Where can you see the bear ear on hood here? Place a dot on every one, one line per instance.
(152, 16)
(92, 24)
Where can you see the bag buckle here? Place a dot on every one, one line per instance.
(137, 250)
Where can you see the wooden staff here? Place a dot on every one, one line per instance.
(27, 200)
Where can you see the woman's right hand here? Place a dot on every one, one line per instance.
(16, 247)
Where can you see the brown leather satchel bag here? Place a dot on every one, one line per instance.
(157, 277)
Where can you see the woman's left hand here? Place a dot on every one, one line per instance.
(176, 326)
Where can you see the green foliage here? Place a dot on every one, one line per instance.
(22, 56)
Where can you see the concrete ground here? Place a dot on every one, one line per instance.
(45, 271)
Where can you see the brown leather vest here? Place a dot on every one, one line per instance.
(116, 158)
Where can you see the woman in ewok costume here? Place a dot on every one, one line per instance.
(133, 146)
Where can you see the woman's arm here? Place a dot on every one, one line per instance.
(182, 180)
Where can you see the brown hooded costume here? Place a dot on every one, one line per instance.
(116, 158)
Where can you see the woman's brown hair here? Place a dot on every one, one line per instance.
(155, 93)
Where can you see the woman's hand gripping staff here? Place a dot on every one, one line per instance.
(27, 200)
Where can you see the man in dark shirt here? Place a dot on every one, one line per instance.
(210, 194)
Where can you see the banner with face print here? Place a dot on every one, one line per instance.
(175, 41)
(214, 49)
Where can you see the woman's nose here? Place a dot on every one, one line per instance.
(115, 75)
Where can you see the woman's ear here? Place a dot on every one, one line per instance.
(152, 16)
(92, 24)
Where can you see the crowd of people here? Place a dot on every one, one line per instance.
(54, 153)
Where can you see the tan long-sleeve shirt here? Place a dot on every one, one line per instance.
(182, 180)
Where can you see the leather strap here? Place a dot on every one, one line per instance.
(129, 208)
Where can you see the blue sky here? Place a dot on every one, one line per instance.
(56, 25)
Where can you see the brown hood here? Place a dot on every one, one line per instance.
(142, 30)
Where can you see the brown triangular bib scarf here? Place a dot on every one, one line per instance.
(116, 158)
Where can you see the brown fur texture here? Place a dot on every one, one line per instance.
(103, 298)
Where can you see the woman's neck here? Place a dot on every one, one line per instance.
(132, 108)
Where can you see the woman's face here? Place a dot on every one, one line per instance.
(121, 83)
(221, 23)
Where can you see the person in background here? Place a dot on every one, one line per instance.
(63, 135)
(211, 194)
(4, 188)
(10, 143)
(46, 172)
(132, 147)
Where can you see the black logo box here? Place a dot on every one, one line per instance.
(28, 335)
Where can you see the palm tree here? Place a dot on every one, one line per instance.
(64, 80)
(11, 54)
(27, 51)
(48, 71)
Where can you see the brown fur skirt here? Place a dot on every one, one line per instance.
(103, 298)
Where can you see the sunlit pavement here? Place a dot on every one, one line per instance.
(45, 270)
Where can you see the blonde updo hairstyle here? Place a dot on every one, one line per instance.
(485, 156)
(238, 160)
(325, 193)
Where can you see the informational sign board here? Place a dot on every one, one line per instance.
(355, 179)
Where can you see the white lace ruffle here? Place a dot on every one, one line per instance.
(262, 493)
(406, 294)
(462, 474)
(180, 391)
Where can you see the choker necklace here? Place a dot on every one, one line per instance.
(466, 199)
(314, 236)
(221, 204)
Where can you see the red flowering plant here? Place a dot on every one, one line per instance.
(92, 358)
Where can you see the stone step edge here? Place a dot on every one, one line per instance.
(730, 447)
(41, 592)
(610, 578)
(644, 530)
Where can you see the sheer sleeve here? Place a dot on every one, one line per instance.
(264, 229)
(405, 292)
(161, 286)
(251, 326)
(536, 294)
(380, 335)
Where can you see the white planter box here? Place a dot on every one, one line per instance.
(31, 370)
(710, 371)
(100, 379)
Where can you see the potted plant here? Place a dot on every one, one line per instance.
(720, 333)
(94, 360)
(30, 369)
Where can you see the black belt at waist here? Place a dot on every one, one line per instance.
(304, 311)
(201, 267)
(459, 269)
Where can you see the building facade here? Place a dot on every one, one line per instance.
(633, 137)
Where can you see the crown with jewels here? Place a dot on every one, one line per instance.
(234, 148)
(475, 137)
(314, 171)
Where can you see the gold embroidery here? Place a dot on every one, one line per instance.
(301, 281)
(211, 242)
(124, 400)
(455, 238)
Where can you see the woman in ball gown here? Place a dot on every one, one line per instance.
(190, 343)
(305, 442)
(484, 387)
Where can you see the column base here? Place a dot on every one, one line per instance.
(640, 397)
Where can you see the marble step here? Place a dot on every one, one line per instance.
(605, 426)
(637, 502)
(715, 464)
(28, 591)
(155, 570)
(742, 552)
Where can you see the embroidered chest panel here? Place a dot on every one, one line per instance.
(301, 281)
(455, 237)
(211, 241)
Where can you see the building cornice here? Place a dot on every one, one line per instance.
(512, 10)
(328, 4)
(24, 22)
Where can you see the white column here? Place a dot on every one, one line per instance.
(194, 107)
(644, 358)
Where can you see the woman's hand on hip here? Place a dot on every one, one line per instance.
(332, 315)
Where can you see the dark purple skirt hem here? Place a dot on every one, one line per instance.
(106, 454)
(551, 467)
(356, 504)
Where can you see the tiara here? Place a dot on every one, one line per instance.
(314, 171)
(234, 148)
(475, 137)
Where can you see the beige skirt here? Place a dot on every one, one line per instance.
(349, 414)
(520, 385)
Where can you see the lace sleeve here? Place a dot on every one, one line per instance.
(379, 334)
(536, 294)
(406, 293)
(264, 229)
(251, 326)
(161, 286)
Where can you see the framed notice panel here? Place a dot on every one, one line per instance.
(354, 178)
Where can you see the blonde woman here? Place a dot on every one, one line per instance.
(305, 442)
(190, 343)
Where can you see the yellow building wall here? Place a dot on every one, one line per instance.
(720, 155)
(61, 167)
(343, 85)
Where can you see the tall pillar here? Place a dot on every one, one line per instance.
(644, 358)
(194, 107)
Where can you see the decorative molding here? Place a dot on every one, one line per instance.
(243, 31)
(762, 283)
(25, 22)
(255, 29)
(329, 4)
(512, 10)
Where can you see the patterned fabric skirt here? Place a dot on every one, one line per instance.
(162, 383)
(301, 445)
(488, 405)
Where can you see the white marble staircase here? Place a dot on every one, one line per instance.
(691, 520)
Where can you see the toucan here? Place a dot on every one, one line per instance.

**WHAT YOU WILL DO**
All lines from the one containing "Where can you see the white marble" through the end of the listing must be transcribed exactly. No other lines belong in the answer.

**SOLUTION TO THE EXERCISE**
Where can you see the white marble staircase here? Place a dot on every one, one line per instance.
(691, 520)
Where can you see the toucan here? Place a dot on every one, one line per instance.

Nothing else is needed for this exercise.